**RECORD EXCERPTS:**

****************************************

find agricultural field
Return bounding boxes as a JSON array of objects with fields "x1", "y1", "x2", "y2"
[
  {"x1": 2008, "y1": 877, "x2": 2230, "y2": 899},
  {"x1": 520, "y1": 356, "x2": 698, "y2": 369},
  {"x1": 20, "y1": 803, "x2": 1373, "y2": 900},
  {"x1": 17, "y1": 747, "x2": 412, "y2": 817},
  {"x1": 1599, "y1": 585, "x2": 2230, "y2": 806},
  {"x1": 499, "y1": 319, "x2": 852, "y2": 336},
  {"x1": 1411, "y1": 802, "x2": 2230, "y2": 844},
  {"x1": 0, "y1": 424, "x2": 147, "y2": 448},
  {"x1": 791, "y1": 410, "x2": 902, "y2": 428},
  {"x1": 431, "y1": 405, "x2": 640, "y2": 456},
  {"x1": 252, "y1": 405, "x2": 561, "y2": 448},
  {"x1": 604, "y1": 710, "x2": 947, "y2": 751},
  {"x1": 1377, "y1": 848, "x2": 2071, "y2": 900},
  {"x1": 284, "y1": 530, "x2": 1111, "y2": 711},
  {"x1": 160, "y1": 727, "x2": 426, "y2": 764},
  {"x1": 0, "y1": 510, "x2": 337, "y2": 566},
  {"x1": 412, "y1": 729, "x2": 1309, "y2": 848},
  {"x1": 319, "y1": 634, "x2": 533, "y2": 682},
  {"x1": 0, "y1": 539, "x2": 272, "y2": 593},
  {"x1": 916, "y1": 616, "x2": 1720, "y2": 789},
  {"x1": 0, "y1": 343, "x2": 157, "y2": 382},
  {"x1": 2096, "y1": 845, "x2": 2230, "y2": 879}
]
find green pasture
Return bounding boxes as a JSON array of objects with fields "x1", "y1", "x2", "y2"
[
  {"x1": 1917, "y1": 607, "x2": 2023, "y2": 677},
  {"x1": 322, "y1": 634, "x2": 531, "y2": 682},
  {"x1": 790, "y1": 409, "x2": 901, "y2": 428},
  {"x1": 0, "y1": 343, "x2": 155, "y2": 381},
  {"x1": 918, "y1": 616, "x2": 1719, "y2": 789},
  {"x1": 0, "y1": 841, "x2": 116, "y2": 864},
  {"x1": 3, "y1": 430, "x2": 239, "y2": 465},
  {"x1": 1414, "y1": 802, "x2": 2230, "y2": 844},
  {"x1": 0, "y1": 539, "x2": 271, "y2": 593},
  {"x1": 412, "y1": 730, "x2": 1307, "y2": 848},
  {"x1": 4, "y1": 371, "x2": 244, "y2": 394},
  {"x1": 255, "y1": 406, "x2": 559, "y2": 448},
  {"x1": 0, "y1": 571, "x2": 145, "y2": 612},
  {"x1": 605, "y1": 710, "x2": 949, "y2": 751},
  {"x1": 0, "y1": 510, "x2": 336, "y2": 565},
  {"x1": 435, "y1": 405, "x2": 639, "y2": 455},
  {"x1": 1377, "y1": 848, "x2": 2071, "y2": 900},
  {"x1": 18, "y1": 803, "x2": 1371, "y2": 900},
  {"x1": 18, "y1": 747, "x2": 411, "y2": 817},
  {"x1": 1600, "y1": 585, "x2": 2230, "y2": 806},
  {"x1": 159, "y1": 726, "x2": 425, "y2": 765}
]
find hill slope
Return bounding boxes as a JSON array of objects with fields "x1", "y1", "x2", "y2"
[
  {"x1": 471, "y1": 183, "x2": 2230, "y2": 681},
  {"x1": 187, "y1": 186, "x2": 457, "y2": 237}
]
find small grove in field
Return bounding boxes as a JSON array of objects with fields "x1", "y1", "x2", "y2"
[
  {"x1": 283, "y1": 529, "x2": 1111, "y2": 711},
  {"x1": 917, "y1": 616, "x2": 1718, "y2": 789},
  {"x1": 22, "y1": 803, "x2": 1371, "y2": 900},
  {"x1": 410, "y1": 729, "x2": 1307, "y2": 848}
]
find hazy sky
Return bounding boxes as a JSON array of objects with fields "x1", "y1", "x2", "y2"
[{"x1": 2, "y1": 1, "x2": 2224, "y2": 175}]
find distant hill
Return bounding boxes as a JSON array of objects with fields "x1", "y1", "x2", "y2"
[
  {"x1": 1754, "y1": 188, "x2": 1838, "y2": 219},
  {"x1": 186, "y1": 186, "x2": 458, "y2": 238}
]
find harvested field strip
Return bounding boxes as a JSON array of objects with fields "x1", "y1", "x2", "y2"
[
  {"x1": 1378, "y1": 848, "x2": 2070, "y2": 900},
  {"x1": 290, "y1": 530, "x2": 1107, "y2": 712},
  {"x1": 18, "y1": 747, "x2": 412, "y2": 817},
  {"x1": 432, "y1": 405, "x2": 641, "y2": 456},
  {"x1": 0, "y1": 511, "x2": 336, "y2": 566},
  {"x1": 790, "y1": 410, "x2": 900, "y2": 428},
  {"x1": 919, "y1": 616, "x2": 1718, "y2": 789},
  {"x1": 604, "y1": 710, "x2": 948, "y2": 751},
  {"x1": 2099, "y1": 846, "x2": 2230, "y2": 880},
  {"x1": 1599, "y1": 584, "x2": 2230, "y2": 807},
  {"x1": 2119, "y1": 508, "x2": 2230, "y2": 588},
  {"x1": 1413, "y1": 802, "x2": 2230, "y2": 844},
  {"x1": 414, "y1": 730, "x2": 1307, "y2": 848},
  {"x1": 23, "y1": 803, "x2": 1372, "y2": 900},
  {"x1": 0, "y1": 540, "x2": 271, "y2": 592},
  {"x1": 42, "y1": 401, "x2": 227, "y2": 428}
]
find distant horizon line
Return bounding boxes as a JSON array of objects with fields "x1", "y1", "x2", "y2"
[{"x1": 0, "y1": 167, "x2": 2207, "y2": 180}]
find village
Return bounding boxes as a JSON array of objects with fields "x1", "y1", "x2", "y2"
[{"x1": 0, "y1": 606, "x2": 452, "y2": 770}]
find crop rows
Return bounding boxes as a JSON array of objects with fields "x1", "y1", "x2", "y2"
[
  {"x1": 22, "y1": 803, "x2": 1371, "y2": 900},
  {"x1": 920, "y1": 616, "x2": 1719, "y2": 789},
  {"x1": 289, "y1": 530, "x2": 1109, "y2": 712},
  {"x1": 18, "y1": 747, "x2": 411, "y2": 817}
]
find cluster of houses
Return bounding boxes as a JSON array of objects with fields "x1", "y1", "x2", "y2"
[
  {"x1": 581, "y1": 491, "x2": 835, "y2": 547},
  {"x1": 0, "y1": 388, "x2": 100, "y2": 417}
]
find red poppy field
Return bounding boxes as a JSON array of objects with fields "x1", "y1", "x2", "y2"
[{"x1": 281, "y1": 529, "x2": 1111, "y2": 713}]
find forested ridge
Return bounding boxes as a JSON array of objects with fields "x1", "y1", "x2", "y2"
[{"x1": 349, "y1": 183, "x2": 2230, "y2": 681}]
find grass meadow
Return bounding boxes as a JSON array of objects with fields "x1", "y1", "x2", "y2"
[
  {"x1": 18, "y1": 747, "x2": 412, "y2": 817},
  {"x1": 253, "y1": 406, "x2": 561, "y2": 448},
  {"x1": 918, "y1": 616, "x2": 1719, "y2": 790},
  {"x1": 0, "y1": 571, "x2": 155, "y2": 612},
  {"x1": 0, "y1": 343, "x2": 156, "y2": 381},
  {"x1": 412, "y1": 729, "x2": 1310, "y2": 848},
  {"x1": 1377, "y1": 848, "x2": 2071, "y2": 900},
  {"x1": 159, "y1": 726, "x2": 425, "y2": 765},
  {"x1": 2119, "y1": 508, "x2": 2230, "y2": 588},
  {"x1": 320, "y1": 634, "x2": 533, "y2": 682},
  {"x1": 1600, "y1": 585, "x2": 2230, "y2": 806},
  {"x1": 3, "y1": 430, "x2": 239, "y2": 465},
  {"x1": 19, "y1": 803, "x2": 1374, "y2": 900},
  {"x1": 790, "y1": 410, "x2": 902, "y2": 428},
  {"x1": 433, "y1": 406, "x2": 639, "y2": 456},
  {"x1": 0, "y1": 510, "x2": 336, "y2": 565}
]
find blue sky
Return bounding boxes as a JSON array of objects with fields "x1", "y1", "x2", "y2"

****************************************

**THE PROBLEM:**
Every line from the data above that contains "distant" must appear in the answer.

**ANSWER SPACE:**
find distant hill
find distant horizon line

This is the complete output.